* _Verilen Metin_:
"""

Eskişehirspor takımı sezon başından beri futbol oynamıyor. Devre arası yaklaştı takımın hangi sisteme göre futbol oynadığını anlamak mümkün değil…
Tekrar tekrar yazıyorum…
Şampiyonluk mücadelesi veren takımlarla oynamadığı için Eskişehir Demirspor, Yunusemrespor gibi ligin altındaki ile orta sıralarında yer alan takımlarla yaptığı maçları kazanınca başta Teknik Direktör İbrahim Baş, Siyah-Kırmızılı Kulübün başkanı ve yöneticileri, taraftarlar şampiyonluk havasına girdiler…
Sezon başından beri her hafta Siyah-Kırmızılı takım oynadığı maçlarda galip gelmesine rağmen oynanan futbolun beni tatmin etmediği için eleştirdim.

"""

Eskişehirspor'un oynadığı futbolu eleştiren metni, son cümlesinin ardından devam ettirerek yazınız.

* _Sağlanan Veriler_:

"""

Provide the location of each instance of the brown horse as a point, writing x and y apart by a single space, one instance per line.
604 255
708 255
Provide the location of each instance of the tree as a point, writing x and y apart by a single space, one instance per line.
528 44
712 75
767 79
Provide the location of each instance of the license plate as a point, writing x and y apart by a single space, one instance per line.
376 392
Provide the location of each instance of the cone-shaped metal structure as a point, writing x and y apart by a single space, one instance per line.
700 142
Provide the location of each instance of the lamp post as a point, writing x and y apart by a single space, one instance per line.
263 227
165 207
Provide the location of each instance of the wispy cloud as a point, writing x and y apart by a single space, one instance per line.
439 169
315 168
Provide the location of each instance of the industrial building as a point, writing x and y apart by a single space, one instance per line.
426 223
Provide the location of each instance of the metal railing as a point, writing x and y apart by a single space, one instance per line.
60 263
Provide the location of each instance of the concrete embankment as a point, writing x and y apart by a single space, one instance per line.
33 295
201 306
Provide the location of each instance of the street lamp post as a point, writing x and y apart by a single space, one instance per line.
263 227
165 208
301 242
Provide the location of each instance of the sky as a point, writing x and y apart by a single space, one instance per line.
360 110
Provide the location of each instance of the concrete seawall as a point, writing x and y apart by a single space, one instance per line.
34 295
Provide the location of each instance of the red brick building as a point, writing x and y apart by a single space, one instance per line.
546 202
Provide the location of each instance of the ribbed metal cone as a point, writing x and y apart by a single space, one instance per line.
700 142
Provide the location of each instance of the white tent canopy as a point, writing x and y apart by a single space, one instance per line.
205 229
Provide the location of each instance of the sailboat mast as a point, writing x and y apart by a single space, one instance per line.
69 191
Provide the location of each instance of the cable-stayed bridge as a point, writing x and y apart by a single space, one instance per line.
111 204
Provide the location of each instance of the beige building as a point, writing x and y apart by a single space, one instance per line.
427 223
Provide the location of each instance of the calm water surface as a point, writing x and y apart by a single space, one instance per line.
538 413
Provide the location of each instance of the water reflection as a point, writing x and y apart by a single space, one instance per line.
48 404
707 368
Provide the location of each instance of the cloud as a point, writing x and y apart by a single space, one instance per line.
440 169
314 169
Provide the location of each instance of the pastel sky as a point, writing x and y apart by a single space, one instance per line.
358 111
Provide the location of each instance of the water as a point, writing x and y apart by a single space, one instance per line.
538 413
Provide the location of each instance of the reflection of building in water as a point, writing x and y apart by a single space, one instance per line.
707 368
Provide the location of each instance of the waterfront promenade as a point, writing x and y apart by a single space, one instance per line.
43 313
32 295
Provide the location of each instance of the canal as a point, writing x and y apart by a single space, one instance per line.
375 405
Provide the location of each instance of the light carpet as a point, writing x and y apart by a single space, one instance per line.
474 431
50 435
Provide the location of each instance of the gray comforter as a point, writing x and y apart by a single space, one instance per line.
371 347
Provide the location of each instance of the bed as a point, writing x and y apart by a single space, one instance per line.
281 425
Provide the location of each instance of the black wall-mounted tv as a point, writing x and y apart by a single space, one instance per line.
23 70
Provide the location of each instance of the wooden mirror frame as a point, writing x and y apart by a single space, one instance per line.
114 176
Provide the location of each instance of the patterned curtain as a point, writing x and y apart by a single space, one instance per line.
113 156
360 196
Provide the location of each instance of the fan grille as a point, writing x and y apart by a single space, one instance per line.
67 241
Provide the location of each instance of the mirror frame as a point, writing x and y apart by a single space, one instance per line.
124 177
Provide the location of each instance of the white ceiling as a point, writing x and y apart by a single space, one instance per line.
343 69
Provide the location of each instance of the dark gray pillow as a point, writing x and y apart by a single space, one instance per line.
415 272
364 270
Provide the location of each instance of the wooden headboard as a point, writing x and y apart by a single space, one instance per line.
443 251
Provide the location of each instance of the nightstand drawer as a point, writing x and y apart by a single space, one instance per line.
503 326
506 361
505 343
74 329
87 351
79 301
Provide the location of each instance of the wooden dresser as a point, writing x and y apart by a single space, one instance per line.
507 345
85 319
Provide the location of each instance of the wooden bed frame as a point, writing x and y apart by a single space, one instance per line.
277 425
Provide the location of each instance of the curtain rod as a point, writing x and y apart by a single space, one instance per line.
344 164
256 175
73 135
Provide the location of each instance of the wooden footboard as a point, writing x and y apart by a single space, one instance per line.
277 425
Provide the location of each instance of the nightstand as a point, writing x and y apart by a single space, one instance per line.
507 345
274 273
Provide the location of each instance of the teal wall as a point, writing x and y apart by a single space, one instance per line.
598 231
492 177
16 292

"""
"""

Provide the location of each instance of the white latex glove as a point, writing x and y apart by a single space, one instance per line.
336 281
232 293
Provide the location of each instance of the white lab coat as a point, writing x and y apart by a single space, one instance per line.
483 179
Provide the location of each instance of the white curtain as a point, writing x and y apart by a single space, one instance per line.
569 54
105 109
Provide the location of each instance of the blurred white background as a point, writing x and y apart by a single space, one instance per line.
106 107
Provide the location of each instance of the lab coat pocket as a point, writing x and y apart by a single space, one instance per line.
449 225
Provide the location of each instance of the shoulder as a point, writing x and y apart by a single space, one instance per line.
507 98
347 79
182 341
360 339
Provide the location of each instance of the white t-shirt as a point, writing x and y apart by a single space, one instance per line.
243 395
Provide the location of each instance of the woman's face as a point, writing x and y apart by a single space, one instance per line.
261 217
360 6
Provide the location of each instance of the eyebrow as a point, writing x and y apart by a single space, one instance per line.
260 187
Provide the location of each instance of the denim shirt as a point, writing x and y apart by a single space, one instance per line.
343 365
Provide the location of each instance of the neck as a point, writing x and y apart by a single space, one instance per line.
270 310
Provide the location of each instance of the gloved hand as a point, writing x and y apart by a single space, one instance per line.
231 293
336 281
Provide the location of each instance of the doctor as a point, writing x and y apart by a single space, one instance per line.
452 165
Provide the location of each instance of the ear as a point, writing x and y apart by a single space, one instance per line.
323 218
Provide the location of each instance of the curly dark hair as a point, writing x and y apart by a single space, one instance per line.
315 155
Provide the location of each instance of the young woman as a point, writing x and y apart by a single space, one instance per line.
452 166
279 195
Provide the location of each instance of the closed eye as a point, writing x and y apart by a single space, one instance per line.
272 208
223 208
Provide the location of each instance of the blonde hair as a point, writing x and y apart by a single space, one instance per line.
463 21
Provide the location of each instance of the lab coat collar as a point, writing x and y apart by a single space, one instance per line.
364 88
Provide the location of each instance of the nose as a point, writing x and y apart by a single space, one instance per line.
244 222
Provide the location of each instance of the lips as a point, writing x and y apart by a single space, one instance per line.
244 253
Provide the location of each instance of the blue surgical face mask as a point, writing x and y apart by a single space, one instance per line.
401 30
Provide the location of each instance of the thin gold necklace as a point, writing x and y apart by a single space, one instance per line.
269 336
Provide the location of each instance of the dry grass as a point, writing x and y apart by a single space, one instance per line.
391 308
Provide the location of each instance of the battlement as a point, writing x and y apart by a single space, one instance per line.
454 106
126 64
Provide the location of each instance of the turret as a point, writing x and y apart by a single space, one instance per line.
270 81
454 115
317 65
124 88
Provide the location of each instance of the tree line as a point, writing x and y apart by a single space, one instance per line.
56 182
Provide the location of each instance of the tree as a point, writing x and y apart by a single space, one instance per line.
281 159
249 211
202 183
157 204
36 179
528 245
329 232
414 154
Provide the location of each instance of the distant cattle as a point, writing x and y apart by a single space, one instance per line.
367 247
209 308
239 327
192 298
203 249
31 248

"""

* _Alıştırma Cevabı_:
Tribünde maçları izleyen bir gurup taraftarlar ise kötü futbolu görmezden gelerek başta teknik direktör İbrahim Baş olmak üzere futbolcuları avuçları patlayıncaya kadar alkışladılar, ”Şampiyon Es-Es” diye şampiyonluk türküleri söylediler…
Ben ise, “Eskişehirspor için asıl lig Polatlı Belediyespor karşılaşmasıyla başlayacak. Bu maçta alınacak bir puan bile büyük başarı olur” dedim.
Birileri ise beni eleştirerek, “senin futbol bilgin bu kadar. Üst üste alınan galibiyetleri görmezden gelip eleştiriyorsun” diyerek beni nerede ise Eskişehirspor düşmanı ilan edeceklerdi…
* * *
Polatlı Belediyespor maçında Eskişehirspor gücünü gördük…
Maçın 5’inci saniyesinde 1-0 öne geçmesine rağmen 3-1 mağlup olarak ligde ilk yenilgiyi tattı…
Kaleci İhsan’ın başarılı kurtarışları olmasaydı o maç 5, 6-1 de bitebilirdi…
Polatlı Belediyespor karşısında alınan mağlubiyet sonrası birileri, “Bu kazaydı. Geredespor karşısında alınacak galibiyetle telafi ederiz” diyerek kendi kendilerini avuttular…
Ben, “Polatlı Belediyespor maçında ortaya konulan kötü futbola çare bulunamazsa Gerede maçı da hüsranla bitebilir” dedim.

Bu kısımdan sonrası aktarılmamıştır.